Text shown:
============
Egypt was added to the red list of high-risk countries on 08 June 2021 with enhanced travel restrictions, because COVID-19 prevalence in Egypt was assessed to be high and there was evidence to suggest community transmission of variants of concern. The government took this decisive action to impose additional measures on Egypt to limit the importation of variants of concern to England and to protect the roll out of the COVID-19 vaccination programme at a critical time.
These measures permit entry to only British and Irish Nationals (and third country nationals with residence rights in the UK) arriving from high-risk (known as red list) countries and are also required to quarantine in government managed hotels. These are all temporary measures that are kept under regular review and the government maintains that they will only be kept in place whilst the level of risk justifies the measures.
============
Retype the text on Egypt's travel restrictions, everything from "These measures permit" down to "justifies the measures.", with no changes.

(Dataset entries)
============
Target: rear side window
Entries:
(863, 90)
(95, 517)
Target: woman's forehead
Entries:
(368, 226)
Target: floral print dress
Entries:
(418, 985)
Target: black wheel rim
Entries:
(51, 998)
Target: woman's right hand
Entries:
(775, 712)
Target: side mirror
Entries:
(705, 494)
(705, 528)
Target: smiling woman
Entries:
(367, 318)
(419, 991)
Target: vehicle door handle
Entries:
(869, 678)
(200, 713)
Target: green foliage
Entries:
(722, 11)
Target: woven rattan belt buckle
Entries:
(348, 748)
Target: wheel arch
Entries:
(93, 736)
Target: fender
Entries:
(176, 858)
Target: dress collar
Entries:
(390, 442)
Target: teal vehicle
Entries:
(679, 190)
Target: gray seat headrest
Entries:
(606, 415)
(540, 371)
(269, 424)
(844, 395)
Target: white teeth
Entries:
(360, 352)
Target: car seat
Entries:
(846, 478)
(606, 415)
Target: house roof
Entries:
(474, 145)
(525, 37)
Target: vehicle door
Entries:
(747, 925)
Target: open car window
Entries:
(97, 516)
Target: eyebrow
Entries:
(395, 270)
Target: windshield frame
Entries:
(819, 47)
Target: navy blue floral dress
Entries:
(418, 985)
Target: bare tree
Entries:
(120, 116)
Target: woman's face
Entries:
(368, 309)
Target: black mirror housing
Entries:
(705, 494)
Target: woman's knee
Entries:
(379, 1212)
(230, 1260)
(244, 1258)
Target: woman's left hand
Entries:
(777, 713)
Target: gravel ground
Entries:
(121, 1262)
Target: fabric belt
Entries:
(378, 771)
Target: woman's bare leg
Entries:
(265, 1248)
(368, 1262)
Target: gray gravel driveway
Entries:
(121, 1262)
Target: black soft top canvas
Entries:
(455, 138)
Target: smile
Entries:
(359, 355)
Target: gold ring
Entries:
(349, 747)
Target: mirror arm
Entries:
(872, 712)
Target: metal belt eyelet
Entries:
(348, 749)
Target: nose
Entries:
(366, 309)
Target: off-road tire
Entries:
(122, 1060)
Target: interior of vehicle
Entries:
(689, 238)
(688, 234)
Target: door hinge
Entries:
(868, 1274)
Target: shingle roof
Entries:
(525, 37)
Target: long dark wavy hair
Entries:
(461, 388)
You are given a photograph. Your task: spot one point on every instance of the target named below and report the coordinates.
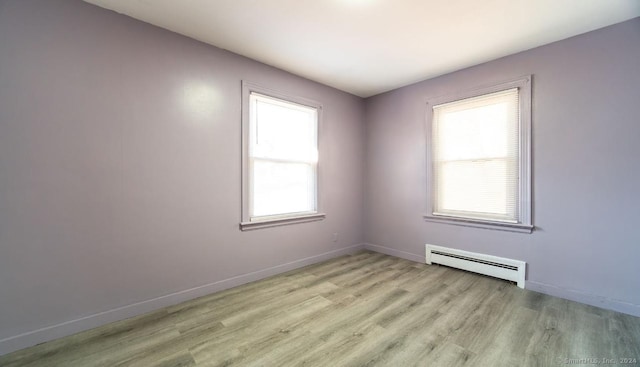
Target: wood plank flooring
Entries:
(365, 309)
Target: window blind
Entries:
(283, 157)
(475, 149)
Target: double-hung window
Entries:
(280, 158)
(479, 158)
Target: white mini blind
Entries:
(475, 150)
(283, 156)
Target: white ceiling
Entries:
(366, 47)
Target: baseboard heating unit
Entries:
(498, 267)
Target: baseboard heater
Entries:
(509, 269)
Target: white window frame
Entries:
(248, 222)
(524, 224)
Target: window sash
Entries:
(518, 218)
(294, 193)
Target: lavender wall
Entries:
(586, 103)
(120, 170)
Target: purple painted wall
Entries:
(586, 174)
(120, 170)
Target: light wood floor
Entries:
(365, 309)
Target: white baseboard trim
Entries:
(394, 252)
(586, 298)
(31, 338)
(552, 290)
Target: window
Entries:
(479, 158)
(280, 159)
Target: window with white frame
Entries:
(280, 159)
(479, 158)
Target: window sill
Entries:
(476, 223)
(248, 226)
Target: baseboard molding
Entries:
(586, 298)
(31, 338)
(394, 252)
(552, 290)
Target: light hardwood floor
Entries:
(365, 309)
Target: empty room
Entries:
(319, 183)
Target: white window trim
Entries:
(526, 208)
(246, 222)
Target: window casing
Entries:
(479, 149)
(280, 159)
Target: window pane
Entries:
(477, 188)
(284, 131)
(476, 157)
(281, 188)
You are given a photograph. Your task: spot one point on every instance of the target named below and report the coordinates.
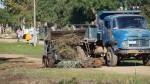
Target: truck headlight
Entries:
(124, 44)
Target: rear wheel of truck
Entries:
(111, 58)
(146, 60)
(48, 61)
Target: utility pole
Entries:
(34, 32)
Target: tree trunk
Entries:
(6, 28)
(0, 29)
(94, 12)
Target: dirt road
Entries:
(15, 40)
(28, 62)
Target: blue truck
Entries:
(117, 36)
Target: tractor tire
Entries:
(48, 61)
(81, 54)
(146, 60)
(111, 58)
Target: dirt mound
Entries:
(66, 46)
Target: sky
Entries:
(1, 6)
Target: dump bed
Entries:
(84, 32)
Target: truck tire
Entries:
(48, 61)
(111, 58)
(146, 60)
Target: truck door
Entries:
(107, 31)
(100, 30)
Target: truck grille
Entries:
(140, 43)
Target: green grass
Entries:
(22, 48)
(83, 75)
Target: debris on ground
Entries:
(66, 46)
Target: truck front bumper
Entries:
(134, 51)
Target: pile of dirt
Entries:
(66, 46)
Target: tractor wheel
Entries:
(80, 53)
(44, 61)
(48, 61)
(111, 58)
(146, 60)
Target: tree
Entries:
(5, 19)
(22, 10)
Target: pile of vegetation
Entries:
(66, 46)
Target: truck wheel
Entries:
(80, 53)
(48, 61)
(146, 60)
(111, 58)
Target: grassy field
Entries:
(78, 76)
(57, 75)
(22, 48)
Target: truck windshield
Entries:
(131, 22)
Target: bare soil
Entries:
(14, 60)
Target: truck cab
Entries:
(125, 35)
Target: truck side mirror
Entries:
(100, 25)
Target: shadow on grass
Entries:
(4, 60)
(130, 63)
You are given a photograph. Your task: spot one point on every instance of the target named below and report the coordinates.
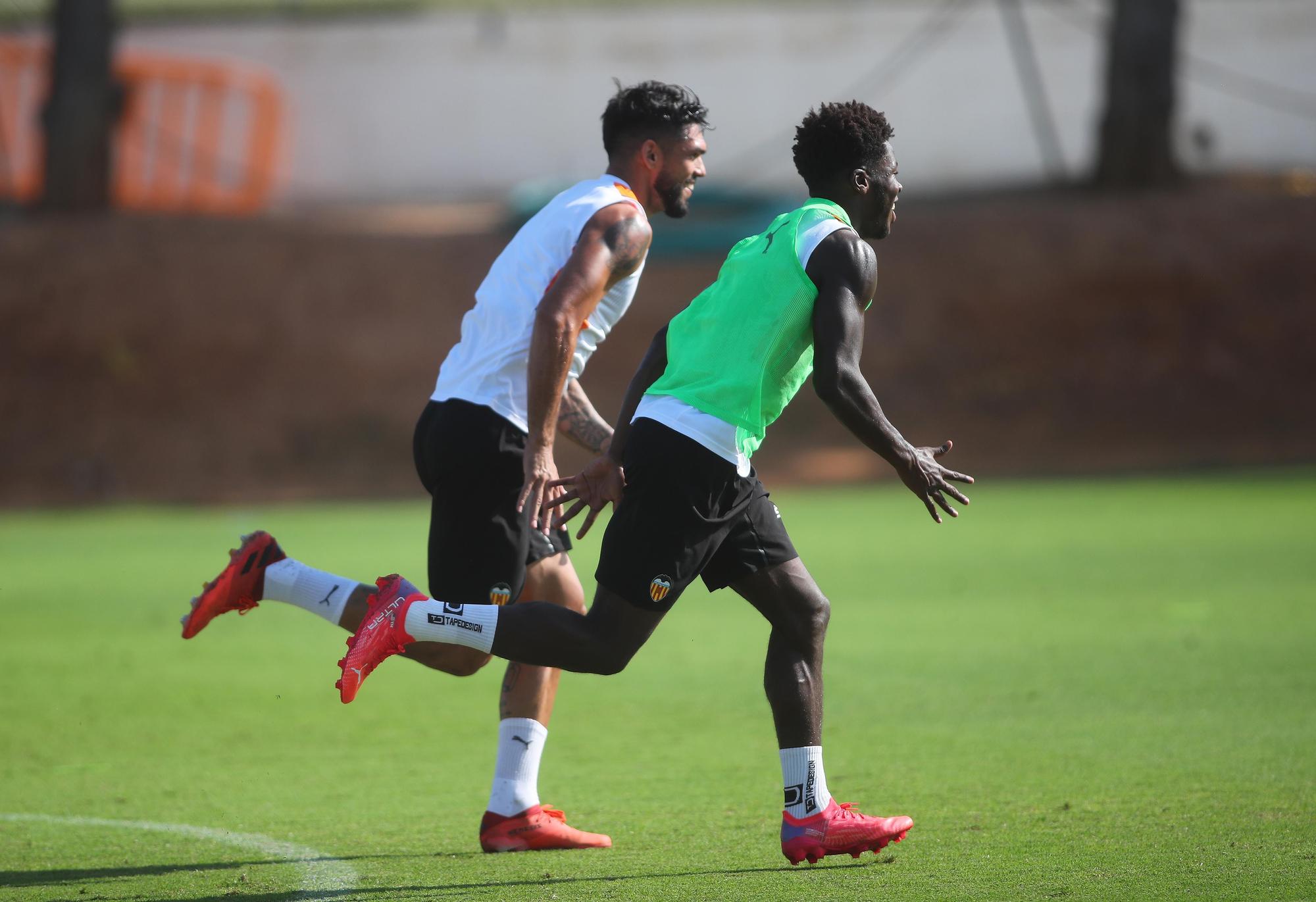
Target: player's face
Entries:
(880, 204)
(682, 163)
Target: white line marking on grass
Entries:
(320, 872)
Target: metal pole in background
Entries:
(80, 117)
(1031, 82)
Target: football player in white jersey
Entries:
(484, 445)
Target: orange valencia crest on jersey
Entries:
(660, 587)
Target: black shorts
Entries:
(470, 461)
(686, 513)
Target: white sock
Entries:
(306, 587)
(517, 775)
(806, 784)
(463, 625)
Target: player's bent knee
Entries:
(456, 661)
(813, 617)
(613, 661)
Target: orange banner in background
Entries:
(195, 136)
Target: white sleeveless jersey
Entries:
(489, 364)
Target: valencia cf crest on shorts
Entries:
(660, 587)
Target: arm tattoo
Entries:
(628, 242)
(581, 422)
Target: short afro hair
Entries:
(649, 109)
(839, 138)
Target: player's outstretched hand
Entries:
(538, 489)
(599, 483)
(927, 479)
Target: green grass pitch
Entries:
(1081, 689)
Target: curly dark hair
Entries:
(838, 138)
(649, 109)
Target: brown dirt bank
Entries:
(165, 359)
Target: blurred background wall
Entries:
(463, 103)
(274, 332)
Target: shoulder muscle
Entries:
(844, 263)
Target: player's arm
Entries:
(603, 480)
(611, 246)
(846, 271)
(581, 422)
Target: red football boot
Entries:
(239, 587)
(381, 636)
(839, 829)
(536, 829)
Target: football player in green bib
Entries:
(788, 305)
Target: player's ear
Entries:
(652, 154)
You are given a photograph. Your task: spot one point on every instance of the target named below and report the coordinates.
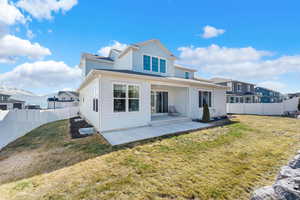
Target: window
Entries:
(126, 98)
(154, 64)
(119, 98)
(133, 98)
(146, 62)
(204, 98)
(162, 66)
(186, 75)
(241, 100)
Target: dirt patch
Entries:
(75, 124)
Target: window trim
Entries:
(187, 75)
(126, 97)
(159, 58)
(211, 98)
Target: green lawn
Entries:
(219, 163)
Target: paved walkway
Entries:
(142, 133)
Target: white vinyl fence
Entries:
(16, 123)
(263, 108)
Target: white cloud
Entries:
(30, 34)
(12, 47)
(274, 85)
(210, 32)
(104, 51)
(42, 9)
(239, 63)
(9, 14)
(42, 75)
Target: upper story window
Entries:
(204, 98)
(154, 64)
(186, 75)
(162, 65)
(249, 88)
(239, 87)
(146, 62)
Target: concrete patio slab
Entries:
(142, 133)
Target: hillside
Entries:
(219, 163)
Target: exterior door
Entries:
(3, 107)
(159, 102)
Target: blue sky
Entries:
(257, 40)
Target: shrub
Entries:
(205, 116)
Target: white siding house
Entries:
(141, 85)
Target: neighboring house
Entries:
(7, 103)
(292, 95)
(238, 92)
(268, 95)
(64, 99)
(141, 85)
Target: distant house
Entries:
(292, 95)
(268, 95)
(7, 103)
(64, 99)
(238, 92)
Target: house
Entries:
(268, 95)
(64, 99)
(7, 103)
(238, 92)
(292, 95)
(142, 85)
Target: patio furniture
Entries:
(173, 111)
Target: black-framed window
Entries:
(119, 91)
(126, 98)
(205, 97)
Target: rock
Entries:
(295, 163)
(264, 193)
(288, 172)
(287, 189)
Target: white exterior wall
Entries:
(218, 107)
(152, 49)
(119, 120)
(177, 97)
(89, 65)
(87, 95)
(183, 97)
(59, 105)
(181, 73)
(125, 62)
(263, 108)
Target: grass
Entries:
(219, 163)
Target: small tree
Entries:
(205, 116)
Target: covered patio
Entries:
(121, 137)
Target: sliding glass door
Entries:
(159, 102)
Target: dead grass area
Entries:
============
Response:
These measures permit entry to only British and Irish Nationals (and third country nationals with residence rights in the UK) arriving from high-risk (known as red list) countries and are also required to quarantine in government managed hotels. These are all temporary measures that are kept under regular review and the government maintains that they will only be kept in place whilst the level of risk justifies the measures.